EXERCISE DETAILS: The whole listing should be retyped word for word, apart from the pictures it holds.

MATERIALS PROVIDED:
=== Begin Enclosure ===

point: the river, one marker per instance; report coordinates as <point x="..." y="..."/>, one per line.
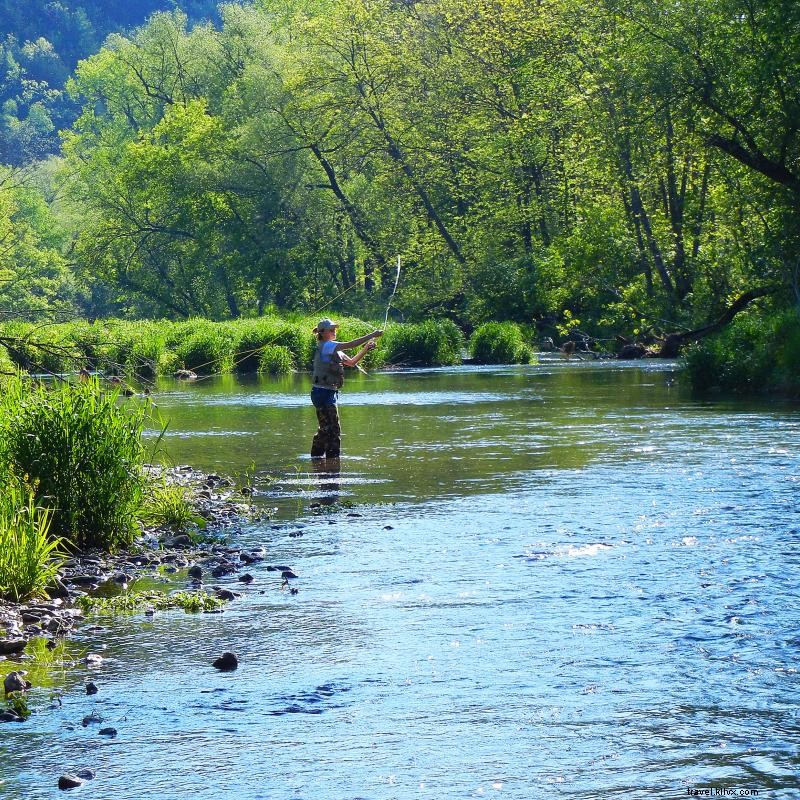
<point x="565" y="580"/>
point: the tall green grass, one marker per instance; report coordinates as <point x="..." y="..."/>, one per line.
<point x="29" y="557"/>
<point x="431" y="343"/>
<point x="757" y="353"/>
<point x="145" y="349"/>
<point x="82" y="453"/>
<point x="499" y="343"/>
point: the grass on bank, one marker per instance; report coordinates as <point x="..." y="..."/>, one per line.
<point x="29" y="557"/>
<point x="271" y="345"/>
<point x="757" y="353"/>
<point x="82" y="454"/>
<point x="500" y="343"/>
<point x="134" y="602"/>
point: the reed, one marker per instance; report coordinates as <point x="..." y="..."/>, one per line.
<point x="274" y="359"/>
<point x="431" y="343"/>
<point x="169" y="505"/>
<point x="29" y="557"/>
<point x="499" y="343"/>
<point x="82" y="453"/>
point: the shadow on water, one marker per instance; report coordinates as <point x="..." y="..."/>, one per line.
<point x="563" y="580"/>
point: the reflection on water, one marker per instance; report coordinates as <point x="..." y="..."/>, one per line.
<point x="580" y="583"/>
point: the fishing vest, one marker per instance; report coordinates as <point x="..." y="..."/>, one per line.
<point x="327" y="374"/>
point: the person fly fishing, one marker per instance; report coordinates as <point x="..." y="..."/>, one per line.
<point x="327" y="378"/>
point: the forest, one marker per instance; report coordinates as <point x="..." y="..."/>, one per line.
<point x="615" y="171"/>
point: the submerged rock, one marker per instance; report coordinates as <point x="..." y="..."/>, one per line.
<point x="227" y="662"/>
<point x="15" y="682"/>
<point x="69" y="782"/>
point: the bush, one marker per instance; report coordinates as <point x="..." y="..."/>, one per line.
<point x="167" y="505"/>
<point x="756" y="353"/>
<point x="499" y="343"/>
<point x="82" y="453"/>
<point x="208" y="351"/>
<point x="29" y="558"/>
<point x="425" y="344"/>
<point x="275" y="360"/>
<point x="256" y="336"/>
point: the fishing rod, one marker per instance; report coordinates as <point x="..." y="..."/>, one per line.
<point x="391" y="296"/>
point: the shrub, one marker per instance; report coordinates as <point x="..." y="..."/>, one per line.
<point x="207" y="351"/>
<point x="499" y="343"/>
<point x="275" y="359"/>
<point x="83" y="454"/>
<point x="29" y="558"/>
<point x="428" y="343"/>
<point x="168" y="505"/>
<point x="756" y="353"/>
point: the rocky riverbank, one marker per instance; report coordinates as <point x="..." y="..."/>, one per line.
<point x="158" y="551"/>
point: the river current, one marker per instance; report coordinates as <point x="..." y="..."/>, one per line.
<point x="568" y="580"/>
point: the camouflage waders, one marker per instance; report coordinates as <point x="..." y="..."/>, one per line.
<point x="327" y="440"/>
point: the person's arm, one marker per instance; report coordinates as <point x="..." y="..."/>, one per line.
<point x="352" y="361"/>
<point x="357" y="342"/>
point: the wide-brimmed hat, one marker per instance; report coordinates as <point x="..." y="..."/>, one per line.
<point x="326" y="325"/>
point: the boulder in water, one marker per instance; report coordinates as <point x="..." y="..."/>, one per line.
<point x="227" y="662"/>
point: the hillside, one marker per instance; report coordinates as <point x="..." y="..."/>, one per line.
<point x="41" y="41"/>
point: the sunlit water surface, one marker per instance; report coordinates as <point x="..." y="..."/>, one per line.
<point x="564" y="580"/>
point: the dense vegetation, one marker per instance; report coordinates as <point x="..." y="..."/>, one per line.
<point x="42" y="42"/>
<point x="610" y="169"/>
<point x="271" y="345"/>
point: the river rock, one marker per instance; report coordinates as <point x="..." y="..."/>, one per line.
<point x="10" y="646"/>
<point x="182" y="540"/>
<point x="69" y="782"/>
<point x="84" y="580"/>
<point x="227" y="662"/>
<point x="632" y="351"/>
<point x="57" y="589"/>
<point x="15" y="682"/>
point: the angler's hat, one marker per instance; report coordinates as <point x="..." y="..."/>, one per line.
<point x="325" y="325"/>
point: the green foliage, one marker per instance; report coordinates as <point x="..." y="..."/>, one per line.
<point x="275" y="359"/>
<point x="757" y="353"/>
<point x="29" y="557"/>
<point x="423" y="344"/>
<point x="82" y="452"/>
<point x="499" y="343"/>
<point x="207" y="351"/>
<point x="17" y="703"/>
<point x="169" y="505"/>
<point x="133" y="602"/>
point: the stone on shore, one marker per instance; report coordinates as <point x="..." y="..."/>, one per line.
<point x="69" y="782"/>
<point x="227" y="662"/>
<point x="10" y="646"/>
<point x="15" y="682"/>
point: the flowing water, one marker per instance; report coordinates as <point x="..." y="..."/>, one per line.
<point x="563" y="580"/>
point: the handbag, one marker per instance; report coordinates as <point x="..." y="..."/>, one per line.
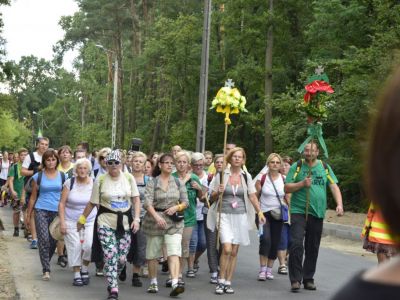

=== End Enclosure ===

PROBLEM SOLUTION:
point: the river, one marker per instance; report coordinates as <point x="..." y="..."/>, one per line.
<point x="565" y="580"/>
point: the tall green grass, one marker per instance; report coordinates as <point x="..." y="..."/>, one per line.
<point x="29" y="557"/>
<point x="431" y="343"/>
<point x="757" y="353"/>
<point x="145" y="349"/>
<point x="82" y="453"/>
<point x="499" y="343"/>
point: the grass on bank, one marker per instance; report coordinates as <point x="..." y="..."/>, one per line.
<point x="29" y="557"/>
<point x="271" y="345"/>
<point x="757" y="353"/>
<point x="82" y="454"/>
<point x="500" y="343"/>
<point x="134" y="602"/>
point: the reed, one marker per instance; report coordinates as <point x="..." y="..."/>, one per line.
<point x="274" y="359"/>
<point x="431" y="343"/>
<point x="169" y="505"/>
<point x="29" y="557"/>
<point x="499" y="343"/>
<point x="82" y="453"/>
point: the shadow on water, one marker per instance; report coordinates as <point x="..." y="..."/>, one per line.
<point x="563" y="580"/>
point: the reflection on water, one marker per instance; report coordinates as <point x="..." y="..."/>, one per line.
<point x="580" y="583"/>
point: the fishing vest, one marker per instance; report coordinates as <point x="..." y="..."/>, one per line.
<point x="327" y="374"/>
point: the person fly fishing, one marker per instance; report coordinates as <point x="..." y="..."/>, one per line.
<point x="327" y="378"/>
point: the forest, one marker per instance; report coordinates as <point x="..." y="..."/>, one per line.
<point x="615" y="171"/>
point: the submerged rock, one marker per instance; report coordinates as <point x="..." y="..."/>, one per line.
<point x="227" y="662"/>
<point x="15" y="682"/>
<point x="69" y="782"/>
point: the bush, one marker per instance; report coordinates as <point x="..." y="..."/>, one per line.
<point x="167" y="505"/>
<point x="756" y="353"/>
<point x="499" y="343"/>
<point x="82" y="453"/>
<point x="208" y="351"/>
<point x="29" y="558"/>
<point x="425" y="344"/>
<point x="275" y="360"/>
<point x="256" y="336"/>
point: the fishing rod, one marker per instance; report coordinates as <point x="..." y="..."/>, one per line.
<point x="391" y="296"/>
point: the shrub, one marker per instance; report coordinates as <point x="..." y="..."/>, one per line.
<point x="207" y="351"/>
<point x="499" y="343"/>
<point x="275" y="359"/>
<point x="83" y="454"/>
<point x="29" y="558"/>
<point x="428" y="343"/>
<point x="168" y="505"/>
<point x="756" y="353"/>
point: the rocky riverbank, one marker per instance; report coordinates as <point x="..." y="..."/>, one per line.
<point x="158" y="551"/>
point: the river current, one marker per instance; report coordinates as <point x="..." y="..."/>, one per line.
<point x="568" y="580"/>
point: the camouflage waders, one marker per instance; report coordinates as <point x="..." y="..."/>, one per line.
<point x="327" y="440"/>
point: the person's arm, one marker per instance; report coordinates as <point x="..." y="..."/>, one per line.
<point x="352" y="361"/>
<point x="357" y="342"/>
point: the wide-brimmed hat, one marker per instance; report coordinates as <point x="..." y="..."/>, one per line.
<point x="326" y="325"/>
point: the boulder in water, one marker per instance; report coordinates as <point x="..." y="..."/>, one per line.
<point x="227" y="662"/>
point: the hillside, one marker per instance; report coordinates as <point x="..." y="..."/>, one per line.
<point x="41" y="41"/>
point: the sunlit water surface, one marker per instance; report coordinates as <point x="..." y="..."/>, one per line.
<point x="564" y="580"/>
point: the dense vegetation, one marker per instance; report coordinates as <point x="..." y="..."/>, one per line.
<point x="42" y="42"/>
<point x="610" y="169"/>
<point x="271" y="345"/>
point: the river rock, one marker per instance; report coordinates as <point x="..." y="..."/>, one per line.
<point x="10" y="646"/>
<point x="182" y="540"/>
<point x="69" y="782"/>
<point x="84" y="580"/>
<point x="227" y="662"/>
<point x="632" y="351"/>
<point x="57" y="589"/>
<point x="15" y="682"/>
point: the angler's hat, one marker per instance; report coordinates as <point x="..." y="..."/>, one per line.
<point x="325" y="325"/>
point: the green foliage, one marker per instance; report coordinates as <point x="..." y="..."/>, one per line.
<point x="275" y="359"/>
<point x="757" y="353"/>
<point x="29" y="557"/>
<point x="423" y="344"/>
<point x="82" y="452"/>
<point x="499" y="343"/>
<point x="207" y="351"/>
<point x="17" y="703"/>
<point x="169" y="505"/>
<point x="133" y="602"/>
point: the stone on shore, one marker per instance; report coordinates as <point x="..." y="..."/>, one per line.
<point x="69" y="782"/>
<point x="227" y="662"/>
<point x="10" y="646"/>
<point x="15" y="682"/>
point: the flowing water, one marker per instance; report coordinates as <point x="..." y="..."/>, one per line.
<point x="563" y="580"/>
point: the handbag, one marker per instance; report coordinates as <point x="..." y="..."/>, one per line.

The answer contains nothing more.